▶ _Assignment_: Each entry needs to appear again, retyped exactly as it is below.

▶ _Study material_:
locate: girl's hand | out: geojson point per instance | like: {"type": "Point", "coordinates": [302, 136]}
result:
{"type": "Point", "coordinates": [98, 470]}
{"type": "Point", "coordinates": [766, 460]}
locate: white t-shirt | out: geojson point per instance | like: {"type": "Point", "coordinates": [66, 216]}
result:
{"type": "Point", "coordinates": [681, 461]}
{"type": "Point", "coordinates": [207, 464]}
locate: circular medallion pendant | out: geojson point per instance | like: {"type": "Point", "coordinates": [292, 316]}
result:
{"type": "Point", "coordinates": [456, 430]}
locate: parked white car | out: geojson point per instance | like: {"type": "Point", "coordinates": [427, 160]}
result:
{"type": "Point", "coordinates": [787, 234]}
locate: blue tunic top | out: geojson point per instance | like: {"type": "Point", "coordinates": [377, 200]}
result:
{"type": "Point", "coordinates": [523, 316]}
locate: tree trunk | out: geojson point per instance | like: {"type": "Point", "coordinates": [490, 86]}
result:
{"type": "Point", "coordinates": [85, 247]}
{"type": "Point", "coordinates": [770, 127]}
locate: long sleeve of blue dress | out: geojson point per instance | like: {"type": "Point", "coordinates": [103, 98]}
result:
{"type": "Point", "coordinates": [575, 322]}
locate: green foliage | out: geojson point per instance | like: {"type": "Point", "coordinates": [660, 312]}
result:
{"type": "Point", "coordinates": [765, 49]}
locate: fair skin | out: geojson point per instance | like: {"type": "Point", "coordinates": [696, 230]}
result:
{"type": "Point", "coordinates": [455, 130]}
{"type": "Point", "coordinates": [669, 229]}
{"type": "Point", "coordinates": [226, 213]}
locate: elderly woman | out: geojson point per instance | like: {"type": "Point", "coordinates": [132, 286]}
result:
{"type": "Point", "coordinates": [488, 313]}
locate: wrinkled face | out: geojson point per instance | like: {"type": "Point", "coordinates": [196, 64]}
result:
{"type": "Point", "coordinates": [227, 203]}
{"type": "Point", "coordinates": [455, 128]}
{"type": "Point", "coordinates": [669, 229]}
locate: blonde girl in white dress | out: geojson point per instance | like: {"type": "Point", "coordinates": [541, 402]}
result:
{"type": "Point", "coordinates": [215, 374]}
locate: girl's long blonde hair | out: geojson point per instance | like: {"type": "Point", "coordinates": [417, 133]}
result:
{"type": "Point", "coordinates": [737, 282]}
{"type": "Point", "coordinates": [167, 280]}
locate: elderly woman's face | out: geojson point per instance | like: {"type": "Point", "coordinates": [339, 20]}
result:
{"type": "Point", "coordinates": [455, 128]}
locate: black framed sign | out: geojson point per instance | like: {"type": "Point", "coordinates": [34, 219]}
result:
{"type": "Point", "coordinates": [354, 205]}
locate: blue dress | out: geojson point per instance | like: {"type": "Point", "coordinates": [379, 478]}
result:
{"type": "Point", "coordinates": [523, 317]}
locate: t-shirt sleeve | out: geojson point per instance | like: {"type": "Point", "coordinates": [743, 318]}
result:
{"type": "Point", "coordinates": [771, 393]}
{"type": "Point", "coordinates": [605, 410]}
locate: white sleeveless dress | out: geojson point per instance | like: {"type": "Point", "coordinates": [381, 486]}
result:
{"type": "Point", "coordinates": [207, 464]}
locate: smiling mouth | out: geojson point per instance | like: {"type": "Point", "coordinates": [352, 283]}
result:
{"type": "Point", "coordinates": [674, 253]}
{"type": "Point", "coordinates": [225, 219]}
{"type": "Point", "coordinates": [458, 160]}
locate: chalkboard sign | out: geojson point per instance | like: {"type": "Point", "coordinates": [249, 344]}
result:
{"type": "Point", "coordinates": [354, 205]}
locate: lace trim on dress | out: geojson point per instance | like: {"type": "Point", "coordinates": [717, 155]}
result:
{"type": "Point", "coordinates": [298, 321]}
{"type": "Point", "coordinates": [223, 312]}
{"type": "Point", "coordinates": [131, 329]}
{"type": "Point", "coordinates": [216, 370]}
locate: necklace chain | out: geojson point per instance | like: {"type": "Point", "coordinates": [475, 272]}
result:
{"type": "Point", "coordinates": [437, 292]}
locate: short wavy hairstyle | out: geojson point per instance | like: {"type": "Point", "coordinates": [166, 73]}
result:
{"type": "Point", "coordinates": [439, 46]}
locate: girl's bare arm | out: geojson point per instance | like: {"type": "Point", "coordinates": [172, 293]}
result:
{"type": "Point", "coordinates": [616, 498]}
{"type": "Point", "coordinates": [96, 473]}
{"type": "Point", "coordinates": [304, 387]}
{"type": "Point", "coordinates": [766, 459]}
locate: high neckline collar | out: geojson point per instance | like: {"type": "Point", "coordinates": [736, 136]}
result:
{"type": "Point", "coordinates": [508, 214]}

▶ _Written response_:
locate: girl's hand | out: geojson point per instance | like: {"type": "Point", "coordinates": [302, 136]}
result:
{"type": "Point", "coordinates": [98, 470]}
{"type": "Point", "coordinates": [766, 460]}
locate: white t-shirt | out: geojson point per instance | like: {"type": "Point", "coordinates": [66, 216]}
result:
{"type": "Point", "coordinates": [681, 461]}
{"type": "Point", "coordinates": [207, 464]}
locate: circular medallion pendant | out: geojson point per instance | like: {"type": "Point", "coordinates": [292, 316]}
result:
{"type": "Point", "coordinates": [456, 430]}
locate: parked white car | out: geojson point per instance | like: {"type": "Point", "coordinates": [427, 160]}
result:
{"type": "Point", "coordinates": [787, 234]}
locate: blue tunic top | out: geojson point per instance | like: {"type": "Point", "coordinates": [377, 200]}
result:
{"type": "Point", "coordinates": [523, 316]}
locate: tree trunk | out: geojson point per instance | like: {"type": "Point", "coordinates": [490, 86]}
result:
{"type": "Point", "coordinates": [85, 247]}
{"type": "Point", "coordinates": [770, 127]}
locate: long sleeve of blue dress | out: geojson point per instance | like: {"type": "Point", "coordinates": [103, 98]}
result:
{"type": "Point", "coordinates": [575, 322]}
locate: green foliage | out: geojson point per instance | like: {"type": "Point", "coordinates": [660, 312]}
result:
{"type": "Point", "coordinates": [765, 49]}
locate: fair skin | out: geojson point per instance | like: {"type": "Point", "coordinates": [696, 230]}
result:
{"type": "Point", "coordinates": [455, 130]}
{"type": "Point", "coordinates": [669, 229]}
{"type": "Point", "coordinates": [226, 213]}
locate: elderly woman | out: geojson point per instance | like: {"type": "Point", "coordinates": [132, 286]}
result:
{"type": "Point", "coordinates": [488, 313]}
locate: wrinkled face | out: geojson point per instance | like: {"type": "Point", "coordinates": [196, 64]}
result:
{"type": "Point", "coordinates": [227, 203]}
{"type": "Point", "coordinates": [455, 128]}
{"type": "Point", "coordinates": [669, 229]}
locate: blonde girl in white dress | out: geojson point per instance | like: {"type": "Point", "coordinates": [541, 402]}
result:
{"type": "Point", "coordinates": [215, 374]}
locate: girl's long blonde hair | out: geojson point per instance | like: {"type": "Point", "coordinates": [417, 133]}
result:
{"type": "Point", "coordinates": [737, 282]}
{"type": "Point", "coordinates": [167, 280]}
locate: elderly woman's face | out: geojson point per instance | like: {"type": "Point", "coordinates": [339, 20]}
result:
{"type": "Point", "coordinates": [455, 128]}
locate: black framed sign | out: geojson point per instance | like: {"type": "Point", "coordinates": [34, 219]}
result:
{"type": "Point", "coordinates": [354, 205]}
locate: blue dress | out: geojson point per instance | like: {"type": "Point", "coordinates": [379, 478]}
result:
{"type": "Point", "coordinates": [523, 317]}
locate: t-shirt sleeve | out: geojson point per instance | like: {"type": "Point", "coordinates": [743, 318]}
result:
{"type": "Point", "coordinates": [771, 393]}
{"type": "Point", "coordinates": [605, 410]}
locate: white sleeveless dress | out: geojson point per instance | like: {"type": "Point", "coordinates": [381, 486]}
result:
{"type": "Point", "coordinates": [207, 464]}
locate: smiling mouth | out: geojson point per instance | like: {"type": "Point", "coordinates": [352, 283]}
result:
{"type": "Point", "coordinates": [674, 253]}
{"type": "Point", "coordinates": [225, 219]}
{"type": "Point", "coordinates": [458, 160]}
locate: chalkboard sign | out: geojson point per instance | like: {"type": "Point", "coordinates": [249, 344]}
result:
{"type": "Point", "coordinates": [354, 205]}
locate: lace trim on dress | out: geojson point per instance | like: {"type": "Point", "coordinates": [717, 155]}
result:
{"type": "Point", "coordinates": [298, 321]}
{"type": "Point", "coordinates": [223, 312]}
{"type": "Point", "coordinates": [131, 329]}
{"type": "Point", "coordinates": [216, 370]}
locate: necklace chain | out: geojson point per instance | like: {"type": "Point", "coordinates": [475, 272]}
result:
{"type": "Point", "coordinates": [437, 292]}
locate: short wavy hairstyle | out: geojson point per instance | like: {"type": "Point", "coordinates": [166, 73]}
result:
{"type": "Point", "coordinates": [439, 46]}
locate: girl's bare arm | out: geojson point per instance | like: {"type": "Point", "coordinates": [172, 293]}
result:
{"type": "Point", "coordinates": [616, 498]}
{"type": "Point", "coordinates": [96, 473]}
{"type": "Point", "coordinates": [304, 387]}
{"type": "Point", "coordinates": [766, 459]}
locate: high neckline collar | out: geojson point per instance | like: {"type": "Point", "coordinates": [736, 136]}
result:
{"type": "Point", "coordinates": [508, 214]}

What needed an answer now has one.